_Consignes écrites_
1. Traduisez en anglais cette phrase du récit sur Alexandrie : « Le port est rempli de bâtiments de commerce, à voile et à vapeur, anglais la plupart. »
2. Rédigez la suite du récit sur l'arrivée à Alexandrie, en reprenant juste après sa dernière phrase.

_Passage choisi_
*-*-*
Chapitre 2 - Alexandrie, la colonne de Pompée,
les aiguilles de Cléopâtre, le canal Mahmoudieh

Une plage nue et désolée, qui s'élève à peine au-dessus du niveau de la mer, s'étend à l'ouest d'Alexandrie : c'est le désert Libyque, qui pousse jusqu'aux portes de la ville sa morne stérilité. Sur les dunes ondulées on voit s'aligner une file de moulins à vent, rangés en bataille au bord de la mer ; plus à gauche, au-dessus de grandes constructions basses et uniformes, se dresse, comme une ligne noire dans le ciel, la colonne de Pompée, qui sert de point de reconnaissance aux navigateurs ; enfin la ville, avec les mâts des vaisseaux qui remplissent son port, avec ses minarets, ses forts, ses arsenaux, et le palais du vice-roi sur la presqu'île de l'Est, semble sortir des flots, basse, plate et grise comme la côte aride où elle s'étend.

Nous arrivons dans ce pays du soleil sous une triste impression. Le ciel est chargé de gros nuages, que charrie un vent d'ouest violent ; la pluie tombe par averses. On nous dit qu'en cette saison, et particulièrement cette année, il pleut souvent à Alexandrie. C'est jouer de malheur. Espérons qu'au Caire nous trouverons le soleil.

Le port est rempli de bâtiments de commerce, à voile et à vapeur, anglais la plupart. A l'entrée, une frégate anglaise est à l'ancre. Dans le port militaire qui est à gauche, devant le palais du pacha, plusieurs grands bâtiments de guerre appartenant à la marine égyptienne sont en réparation. Ce sont quelques-uns des vaisseaux de cent et de cent vingt canons que des ingénieurs français ont construits pour Méhémet-Ali : déjà à demi-ruinées, ces énormes machines de guerre pourrissent aujourd'hui sur les cales où on fait semblant de les réparer ; symboles éloquents de la décadence de cette monarchie, qu'a élevée le génie d'un homme et qui ne paraît pas destinée à lui survivre longtemps.

A peine avons-nous jeté l'ancre, que le pont est envahi par une nuée d'Arabes, criant, gesticulant, s'offrant aux voyageurs, se disputant leurs personnes et leurs bagages. Ce n'est pas chose aisée de se tirer d'affaire au milieu de cette cohue et de ces vociférations, vraie Babel où se mêlent toutes les langues de l'Europe, de l'Asie et de l'Afrique. On parle de la turbulence des facchini de Naples et de Livourne : ils sont calmes et discrets auprès des bateliers et portefaix arabes. Enfin nous parvenons à nous faire déposer, nous et nos malles, dans une barque que deux vigoureux rameurs ont bientôt poussée au quai.
*-*-*
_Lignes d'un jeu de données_
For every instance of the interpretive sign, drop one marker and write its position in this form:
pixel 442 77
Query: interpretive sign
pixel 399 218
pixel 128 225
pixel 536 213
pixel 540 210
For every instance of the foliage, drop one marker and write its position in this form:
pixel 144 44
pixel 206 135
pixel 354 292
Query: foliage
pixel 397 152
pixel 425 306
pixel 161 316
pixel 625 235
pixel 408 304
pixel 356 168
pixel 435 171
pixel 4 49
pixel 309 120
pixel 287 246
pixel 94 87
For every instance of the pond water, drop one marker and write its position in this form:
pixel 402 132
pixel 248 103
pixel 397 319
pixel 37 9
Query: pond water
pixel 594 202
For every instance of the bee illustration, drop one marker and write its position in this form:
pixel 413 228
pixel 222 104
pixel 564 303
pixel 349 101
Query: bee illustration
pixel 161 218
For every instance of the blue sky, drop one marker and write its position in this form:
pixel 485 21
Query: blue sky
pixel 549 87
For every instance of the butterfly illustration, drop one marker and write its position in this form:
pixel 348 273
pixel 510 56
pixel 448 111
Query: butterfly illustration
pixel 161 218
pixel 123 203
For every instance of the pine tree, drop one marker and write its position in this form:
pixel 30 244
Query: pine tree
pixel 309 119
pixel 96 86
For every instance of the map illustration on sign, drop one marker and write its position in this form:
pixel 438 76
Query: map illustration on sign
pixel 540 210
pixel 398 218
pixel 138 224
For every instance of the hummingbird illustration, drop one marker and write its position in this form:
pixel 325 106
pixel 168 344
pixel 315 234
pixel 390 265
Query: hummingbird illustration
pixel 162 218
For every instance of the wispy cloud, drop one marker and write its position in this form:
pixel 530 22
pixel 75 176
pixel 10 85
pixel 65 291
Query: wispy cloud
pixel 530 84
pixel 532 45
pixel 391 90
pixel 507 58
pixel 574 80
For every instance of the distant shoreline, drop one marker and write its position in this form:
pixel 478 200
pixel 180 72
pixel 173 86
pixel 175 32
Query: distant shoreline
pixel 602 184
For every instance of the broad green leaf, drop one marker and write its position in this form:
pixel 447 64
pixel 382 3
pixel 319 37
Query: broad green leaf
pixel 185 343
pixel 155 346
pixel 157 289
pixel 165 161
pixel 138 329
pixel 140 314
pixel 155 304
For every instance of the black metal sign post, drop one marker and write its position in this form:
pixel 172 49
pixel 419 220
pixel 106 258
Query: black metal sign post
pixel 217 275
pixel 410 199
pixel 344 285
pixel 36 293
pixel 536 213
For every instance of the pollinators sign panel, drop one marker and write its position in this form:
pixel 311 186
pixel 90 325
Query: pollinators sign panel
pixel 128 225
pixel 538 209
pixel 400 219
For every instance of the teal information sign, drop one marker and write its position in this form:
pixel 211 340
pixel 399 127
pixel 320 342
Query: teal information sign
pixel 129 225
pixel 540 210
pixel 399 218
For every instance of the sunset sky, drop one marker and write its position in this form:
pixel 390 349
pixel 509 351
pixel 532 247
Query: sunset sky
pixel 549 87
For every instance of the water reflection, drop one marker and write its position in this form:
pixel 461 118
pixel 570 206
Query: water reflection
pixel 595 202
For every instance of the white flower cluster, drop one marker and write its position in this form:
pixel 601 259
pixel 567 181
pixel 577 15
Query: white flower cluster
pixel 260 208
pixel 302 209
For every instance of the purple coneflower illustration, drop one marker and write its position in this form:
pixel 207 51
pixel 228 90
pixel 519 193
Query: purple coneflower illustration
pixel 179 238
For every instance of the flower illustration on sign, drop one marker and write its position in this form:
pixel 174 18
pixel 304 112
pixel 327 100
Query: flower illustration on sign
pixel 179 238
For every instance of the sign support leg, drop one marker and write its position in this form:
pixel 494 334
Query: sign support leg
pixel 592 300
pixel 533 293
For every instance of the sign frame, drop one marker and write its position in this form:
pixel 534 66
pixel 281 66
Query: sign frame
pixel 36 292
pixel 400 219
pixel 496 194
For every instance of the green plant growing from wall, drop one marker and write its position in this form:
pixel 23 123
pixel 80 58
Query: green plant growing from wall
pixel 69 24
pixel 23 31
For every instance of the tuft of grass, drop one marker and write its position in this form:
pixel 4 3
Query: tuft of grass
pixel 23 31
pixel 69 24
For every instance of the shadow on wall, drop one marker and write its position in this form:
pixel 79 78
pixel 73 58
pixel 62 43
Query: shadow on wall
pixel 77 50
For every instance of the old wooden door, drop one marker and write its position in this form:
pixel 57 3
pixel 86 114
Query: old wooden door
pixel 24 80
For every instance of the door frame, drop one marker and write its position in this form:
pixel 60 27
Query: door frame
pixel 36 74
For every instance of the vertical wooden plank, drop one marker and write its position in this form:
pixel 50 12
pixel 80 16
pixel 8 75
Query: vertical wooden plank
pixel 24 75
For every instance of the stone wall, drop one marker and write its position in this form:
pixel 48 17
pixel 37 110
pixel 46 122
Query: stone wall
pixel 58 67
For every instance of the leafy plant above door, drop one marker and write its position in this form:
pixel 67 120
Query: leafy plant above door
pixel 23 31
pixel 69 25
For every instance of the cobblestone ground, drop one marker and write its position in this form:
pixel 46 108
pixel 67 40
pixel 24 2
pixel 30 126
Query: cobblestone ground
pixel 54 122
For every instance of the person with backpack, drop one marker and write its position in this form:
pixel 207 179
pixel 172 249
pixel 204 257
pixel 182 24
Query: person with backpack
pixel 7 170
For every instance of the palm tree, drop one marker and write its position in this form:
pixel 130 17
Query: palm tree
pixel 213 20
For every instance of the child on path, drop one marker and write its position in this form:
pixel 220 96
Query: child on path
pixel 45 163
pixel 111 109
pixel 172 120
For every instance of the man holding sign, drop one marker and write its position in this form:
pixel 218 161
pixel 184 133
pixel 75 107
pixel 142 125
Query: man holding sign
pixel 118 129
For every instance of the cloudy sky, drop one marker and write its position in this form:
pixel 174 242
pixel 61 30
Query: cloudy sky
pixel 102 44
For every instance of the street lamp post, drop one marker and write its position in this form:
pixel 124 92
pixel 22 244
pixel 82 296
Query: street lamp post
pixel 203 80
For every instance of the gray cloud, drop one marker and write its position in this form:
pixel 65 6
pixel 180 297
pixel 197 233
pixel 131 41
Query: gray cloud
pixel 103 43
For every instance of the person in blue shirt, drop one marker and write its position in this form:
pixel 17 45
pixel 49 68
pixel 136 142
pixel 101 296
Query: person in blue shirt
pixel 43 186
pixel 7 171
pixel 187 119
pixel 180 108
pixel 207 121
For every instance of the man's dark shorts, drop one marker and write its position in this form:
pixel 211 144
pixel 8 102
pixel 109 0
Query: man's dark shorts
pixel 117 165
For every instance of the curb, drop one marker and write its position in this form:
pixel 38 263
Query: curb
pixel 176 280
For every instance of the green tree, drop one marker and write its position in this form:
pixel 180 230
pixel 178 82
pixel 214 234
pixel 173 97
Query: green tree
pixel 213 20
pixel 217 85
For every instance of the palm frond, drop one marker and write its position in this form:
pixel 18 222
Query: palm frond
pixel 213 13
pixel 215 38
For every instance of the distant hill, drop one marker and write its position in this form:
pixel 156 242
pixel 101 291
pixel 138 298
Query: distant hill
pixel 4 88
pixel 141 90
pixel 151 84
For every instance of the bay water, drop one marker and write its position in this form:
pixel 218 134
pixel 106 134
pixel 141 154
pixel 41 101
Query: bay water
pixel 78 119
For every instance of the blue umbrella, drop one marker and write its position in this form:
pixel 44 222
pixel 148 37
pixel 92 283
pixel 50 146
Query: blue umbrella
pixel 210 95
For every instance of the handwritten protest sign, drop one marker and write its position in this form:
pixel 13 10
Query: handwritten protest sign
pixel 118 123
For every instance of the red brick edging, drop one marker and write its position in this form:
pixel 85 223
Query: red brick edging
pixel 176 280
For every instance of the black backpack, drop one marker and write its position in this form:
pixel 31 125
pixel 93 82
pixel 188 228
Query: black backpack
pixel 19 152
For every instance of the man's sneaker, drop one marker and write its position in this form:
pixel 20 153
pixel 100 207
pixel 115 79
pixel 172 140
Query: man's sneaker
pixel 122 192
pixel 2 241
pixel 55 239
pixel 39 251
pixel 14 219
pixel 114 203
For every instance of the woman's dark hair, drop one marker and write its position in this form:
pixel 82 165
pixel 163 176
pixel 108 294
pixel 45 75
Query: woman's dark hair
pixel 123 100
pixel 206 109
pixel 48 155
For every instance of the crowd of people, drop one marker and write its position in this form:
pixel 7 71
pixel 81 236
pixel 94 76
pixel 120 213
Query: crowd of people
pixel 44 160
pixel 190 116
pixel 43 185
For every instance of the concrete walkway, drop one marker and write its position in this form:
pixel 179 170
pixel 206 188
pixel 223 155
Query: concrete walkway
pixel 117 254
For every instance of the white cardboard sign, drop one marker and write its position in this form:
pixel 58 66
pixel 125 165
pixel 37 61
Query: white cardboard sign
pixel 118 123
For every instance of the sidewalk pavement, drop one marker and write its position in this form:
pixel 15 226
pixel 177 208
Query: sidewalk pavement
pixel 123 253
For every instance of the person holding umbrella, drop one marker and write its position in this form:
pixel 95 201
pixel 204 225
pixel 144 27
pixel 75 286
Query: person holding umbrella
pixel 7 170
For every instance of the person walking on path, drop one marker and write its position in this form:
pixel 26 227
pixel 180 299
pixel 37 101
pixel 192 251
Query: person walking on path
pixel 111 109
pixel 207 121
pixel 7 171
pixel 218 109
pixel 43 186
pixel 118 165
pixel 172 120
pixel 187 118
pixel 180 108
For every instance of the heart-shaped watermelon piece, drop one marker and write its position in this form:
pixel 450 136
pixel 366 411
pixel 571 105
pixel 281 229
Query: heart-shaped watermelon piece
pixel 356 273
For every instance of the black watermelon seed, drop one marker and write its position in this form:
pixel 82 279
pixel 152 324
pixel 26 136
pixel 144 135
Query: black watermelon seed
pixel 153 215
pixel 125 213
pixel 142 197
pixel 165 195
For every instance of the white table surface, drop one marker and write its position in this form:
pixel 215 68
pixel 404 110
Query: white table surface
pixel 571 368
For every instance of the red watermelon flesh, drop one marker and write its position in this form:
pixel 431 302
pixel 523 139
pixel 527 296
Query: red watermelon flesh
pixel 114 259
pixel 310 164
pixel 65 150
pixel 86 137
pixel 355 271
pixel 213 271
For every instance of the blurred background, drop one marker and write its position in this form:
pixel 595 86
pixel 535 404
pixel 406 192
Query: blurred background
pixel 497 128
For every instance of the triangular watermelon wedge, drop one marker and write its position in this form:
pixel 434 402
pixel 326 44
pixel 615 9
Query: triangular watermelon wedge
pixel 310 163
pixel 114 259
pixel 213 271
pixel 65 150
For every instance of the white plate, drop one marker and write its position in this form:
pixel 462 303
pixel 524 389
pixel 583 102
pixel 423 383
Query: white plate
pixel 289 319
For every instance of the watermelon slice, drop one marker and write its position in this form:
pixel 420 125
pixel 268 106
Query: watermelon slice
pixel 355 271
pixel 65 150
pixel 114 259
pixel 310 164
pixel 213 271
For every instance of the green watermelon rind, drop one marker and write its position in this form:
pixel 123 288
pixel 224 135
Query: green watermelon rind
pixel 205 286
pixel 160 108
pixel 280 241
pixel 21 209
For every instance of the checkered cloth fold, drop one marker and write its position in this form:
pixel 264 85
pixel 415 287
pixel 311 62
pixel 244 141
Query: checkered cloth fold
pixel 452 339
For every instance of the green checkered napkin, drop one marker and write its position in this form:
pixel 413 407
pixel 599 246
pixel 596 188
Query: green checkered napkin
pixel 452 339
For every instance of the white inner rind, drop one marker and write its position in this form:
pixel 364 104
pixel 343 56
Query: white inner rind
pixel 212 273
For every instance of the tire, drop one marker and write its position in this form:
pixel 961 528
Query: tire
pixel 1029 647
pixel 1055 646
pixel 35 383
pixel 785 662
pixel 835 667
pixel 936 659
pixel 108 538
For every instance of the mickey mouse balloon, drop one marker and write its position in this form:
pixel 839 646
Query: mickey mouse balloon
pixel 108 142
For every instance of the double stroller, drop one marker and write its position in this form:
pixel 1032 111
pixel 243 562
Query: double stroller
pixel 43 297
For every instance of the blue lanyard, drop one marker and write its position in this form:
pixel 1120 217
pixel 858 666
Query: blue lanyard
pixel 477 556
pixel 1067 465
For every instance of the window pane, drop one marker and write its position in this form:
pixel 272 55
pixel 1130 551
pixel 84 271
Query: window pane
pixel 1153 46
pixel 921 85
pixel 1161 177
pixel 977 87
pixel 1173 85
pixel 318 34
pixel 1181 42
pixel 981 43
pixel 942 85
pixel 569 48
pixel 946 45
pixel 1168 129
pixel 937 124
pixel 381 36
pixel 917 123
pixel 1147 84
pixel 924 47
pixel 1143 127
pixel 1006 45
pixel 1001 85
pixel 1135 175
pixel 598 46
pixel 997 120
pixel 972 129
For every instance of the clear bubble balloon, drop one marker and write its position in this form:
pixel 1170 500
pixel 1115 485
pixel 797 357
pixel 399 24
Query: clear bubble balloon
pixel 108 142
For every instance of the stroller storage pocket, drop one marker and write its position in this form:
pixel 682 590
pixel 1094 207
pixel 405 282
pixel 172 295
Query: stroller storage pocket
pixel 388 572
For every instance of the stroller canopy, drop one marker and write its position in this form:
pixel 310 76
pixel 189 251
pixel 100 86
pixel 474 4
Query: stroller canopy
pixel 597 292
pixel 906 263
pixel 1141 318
*-*-*
_Résultats des tâches_
1. The harbor is full of merchant ships, both sail and steam, most of them English.

2.
Là nous attend la douane. Au-devant d'une sorte de magasin ou de hangar, sur le bord de la rue encombrée de ballots, de charrettes, d'ânes, de chameaux, de chiens et de mendiants, on dépose nos bagages ; la pluie tombe : nous piétinons dans une boue liquide et blanchâtre. Les cris, l'agitation, la confusion redoublent. Il faut se faire à cela en Orient : beaucoup de bruit pour peu de besogne ; c'est ce que nous rencontrerons partout. Soyons justes cependant pour les douaniers de Son Altesse : ils entendent raison. Nous fîmes mine d'ouvrir nos malles, et moyennant quelques piastres on nous laissa passer. Qui donc disait les Turcs étrangers à toute civilisation ?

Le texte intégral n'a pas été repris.